* [TEXT SHOWN]

November 04, 2025
Crescendo Offers A CX First: Multimodal AI With Simultaneous Voice, Text and Visual Interactions
As customer experiences become less about the written and typed word, consumers will expect to communicate with brands in ways that suit them. Enter Crescendo, with an AI that is happy to communicate in text, verbal or visual methods.
As part of the company’s contact centre offering, which added Amazon’s Nova Sonic voice support earlier in the year, it now goes full multimedia enabling consumers to engage with brands in the most practical or beneficial way.
For example, a chat can start off on the keyboard and then swap to an image (say a faulty product or one that’s the wrong colour) and then receive audio instructions on how to solve a problem or what steps to take next while they are focused on a support page.
In broader use, online shoppers can upload selfies to get an instant, AI-powered skin tone match or the right shade of paint to match a furniture photo, Driver can describe a dashboard warning via chat and have AI connect to the vehicle system, talk them through a fix or provide directions to the nearest garage.
AI is Happy to Talk
Crescendo’s first AI-native contact centre aims to deliver a new standard of customer experience, tying success to real outcomes. That foundation has evolved into a breakthrough that marks the arrival of a next generation of AI for CX – the transition from rigid, scripted systems, to fluid, multimodal intelligence.

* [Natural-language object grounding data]
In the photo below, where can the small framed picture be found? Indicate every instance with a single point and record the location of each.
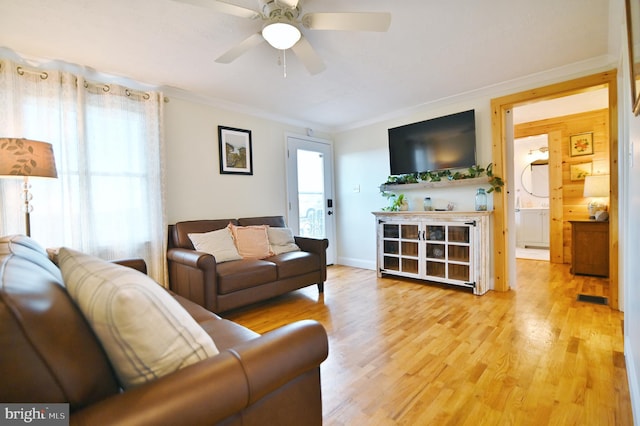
(581, 144)
(236, 156)
(580, 171)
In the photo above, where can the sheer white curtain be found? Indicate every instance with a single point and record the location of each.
(107, 141)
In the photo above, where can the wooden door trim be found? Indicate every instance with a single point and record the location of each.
(500, 107)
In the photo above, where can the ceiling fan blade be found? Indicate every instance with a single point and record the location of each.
(233, 53)
(223, 7)
(290, 3)
(308, 56)
(348, 21)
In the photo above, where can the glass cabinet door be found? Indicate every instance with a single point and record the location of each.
(401, 248)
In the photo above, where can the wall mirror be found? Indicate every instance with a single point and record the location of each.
(534, 178)
(632, 8)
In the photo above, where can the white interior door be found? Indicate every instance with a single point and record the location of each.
(310, 189)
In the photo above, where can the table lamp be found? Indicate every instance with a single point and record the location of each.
(597, 188)
(25, 158)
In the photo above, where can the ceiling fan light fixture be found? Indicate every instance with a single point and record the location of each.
(281, 35)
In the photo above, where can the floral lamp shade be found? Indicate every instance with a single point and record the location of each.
(24, 157)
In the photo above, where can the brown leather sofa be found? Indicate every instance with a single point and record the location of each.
(220, 287)
(49, 354)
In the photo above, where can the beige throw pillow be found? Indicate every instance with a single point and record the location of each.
(252, 241)
(282, 240)
(218, 243)
(145, 332)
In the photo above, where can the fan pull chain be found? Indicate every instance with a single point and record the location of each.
(284, 63)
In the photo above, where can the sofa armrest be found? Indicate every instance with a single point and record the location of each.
(317, 246)
(203, 393)
(214, 389)
(192, 274)
(279, 356)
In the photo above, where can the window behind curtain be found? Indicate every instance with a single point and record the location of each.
(108, 199)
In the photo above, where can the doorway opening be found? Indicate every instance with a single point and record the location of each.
(310, 190)
(504, 203)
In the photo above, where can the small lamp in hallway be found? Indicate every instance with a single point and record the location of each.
(597, 188)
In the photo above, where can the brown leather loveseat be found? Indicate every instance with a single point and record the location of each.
(50, 354)
(220, 287)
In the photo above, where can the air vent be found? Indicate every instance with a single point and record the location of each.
(598, 300)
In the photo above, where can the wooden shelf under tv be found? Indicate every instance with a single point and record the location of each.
(448, 183)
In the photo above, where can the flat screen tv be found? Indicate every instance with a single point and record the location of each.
(441, 143)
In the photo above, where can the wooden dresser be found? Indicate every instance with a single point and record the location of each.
(590, 248)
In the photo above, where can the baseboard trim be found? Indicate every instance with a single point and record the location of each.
(357, 263)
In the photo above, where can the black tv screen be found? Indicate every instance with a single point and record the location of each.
(441, 143)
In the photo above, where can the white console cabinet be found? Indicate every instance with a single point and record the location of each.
(446, 247)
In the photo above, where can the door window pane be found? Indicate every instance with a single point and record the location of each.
(311, 193)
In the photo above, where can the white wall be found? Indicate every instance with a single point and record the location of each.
(629, 259)
(195, 187)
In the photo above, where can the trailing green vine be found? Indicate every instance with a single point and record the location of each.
(496, 182)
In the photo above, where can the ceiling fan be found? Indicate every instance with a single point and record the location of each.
(282, 20)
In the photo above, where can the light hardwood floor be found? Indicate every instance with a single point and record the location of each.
(413, 354)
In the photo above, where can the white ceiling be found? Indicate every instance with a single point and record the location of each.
(433, 50)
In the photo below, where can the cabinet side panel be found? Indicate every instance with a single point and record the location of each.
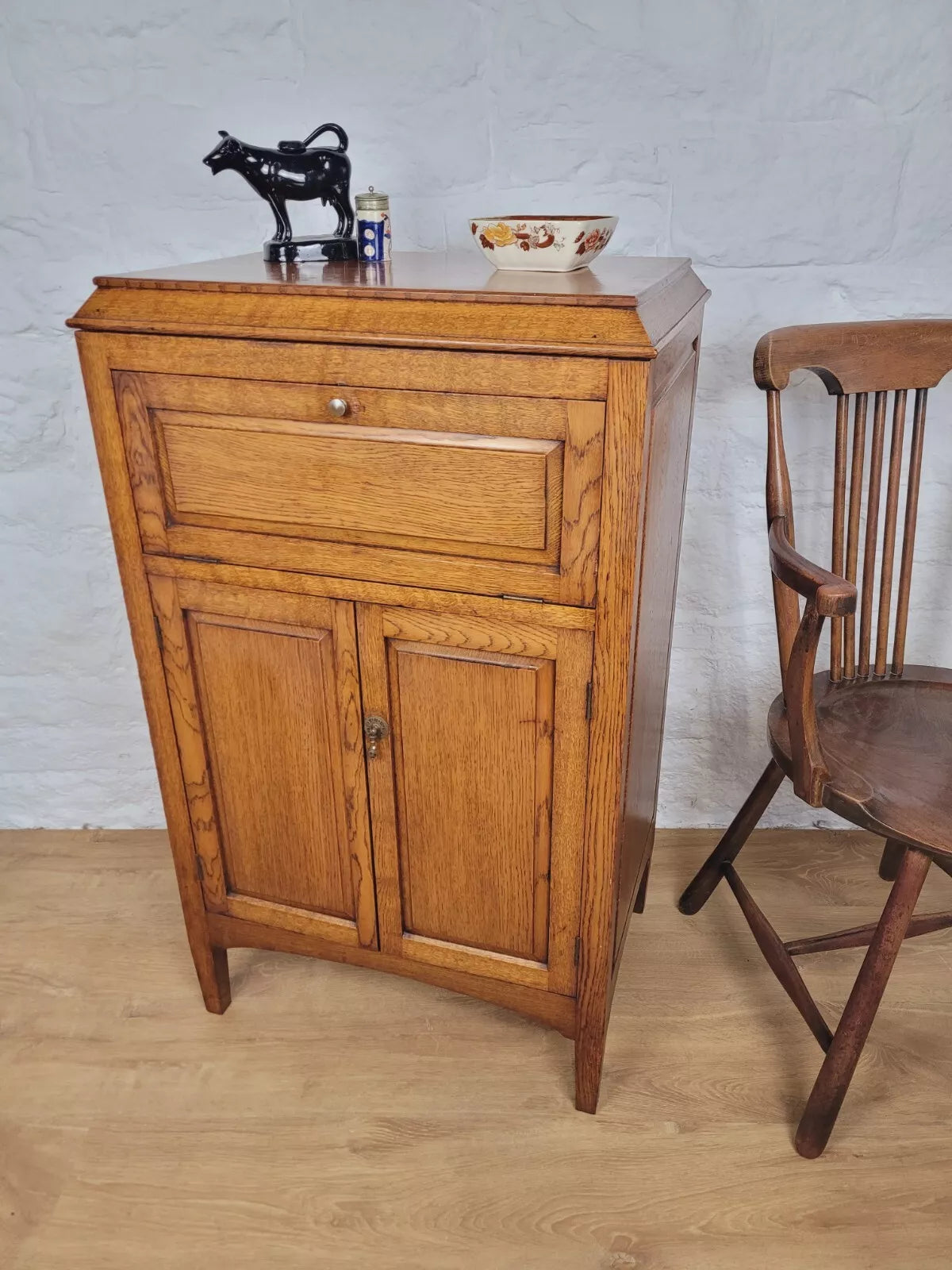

* [WHAT YOU NEED TO DO]
[a] Answer the following from the article on Crescendo's multimodal AI:
(i) Which voice support did the company add to its contact centre offering earlier in the year?
(ii) What do online shoppers upload to get an instant, AI-powered skin tone match?
(iii) What transition does the article say marks the arrival of a next generation of AI for CX?
[b] Continue the article on Crescendo's multimodal AI from the point at which it stops.

* [TASK RESPONSES]
[a]
(i) Amazon's Nova Sonic voice support.
(ii) Selfies.
(iii) The transition from rigid, scripted systems to fluid, multimodal intelligence.

[b]
“We see huge potential in Crescendo’s Multimodal AI to change how our customers interact with Veer,” said Nick McKay, CEO of Veer, designers of premium all-terrain gear. “If something happens on the trail, parents can instantly chat, talk, or share a photo of their Cruiser so we can help with no restarts. It’s the next step in making every experience feel as effortless as our products — and a glimpse of how shopping and support are evolving together.”
The Crescendo Secret Sauce, No Workflows
Most AI systems in customer service today rely on workflows: Rigid, pre-programmed scripts that dictate how conversations unfold. These workflow dependencies make it difficult to scale or adapt, forcing organizations to manually define logic for every possible scenario.
Crescendo takes a fundamentally different approach. Its AI Assistants work without the need for workflows, learning directly from the same operational and policy content used by human associates.
Instead of being programmed to follow steps, the AI understands company policies, product data and procedures directly from existing knowledge content. And by grounding every response in verified knowledge, Crescendo’s AI prevents hallucinations, achieving 99.8% accuracy.
This workflow-free approach allows Crescendo to deploy sophisticated AI Assistants faster, maintain them with less manual effort, and ensure that both AI and human agents operate from the same, accurate information.
For customers already using the Crescendo AI Suite, adding Multimodal AI to their existing solutions can take as little as two weeks by leveraging the same knowledge base and backend integrations.
As for the claim for a first triple-threat chatbot, research shows ElevenLabs does text and speech, while others offer the various components to build a stack. But this does look like the first commercial offering.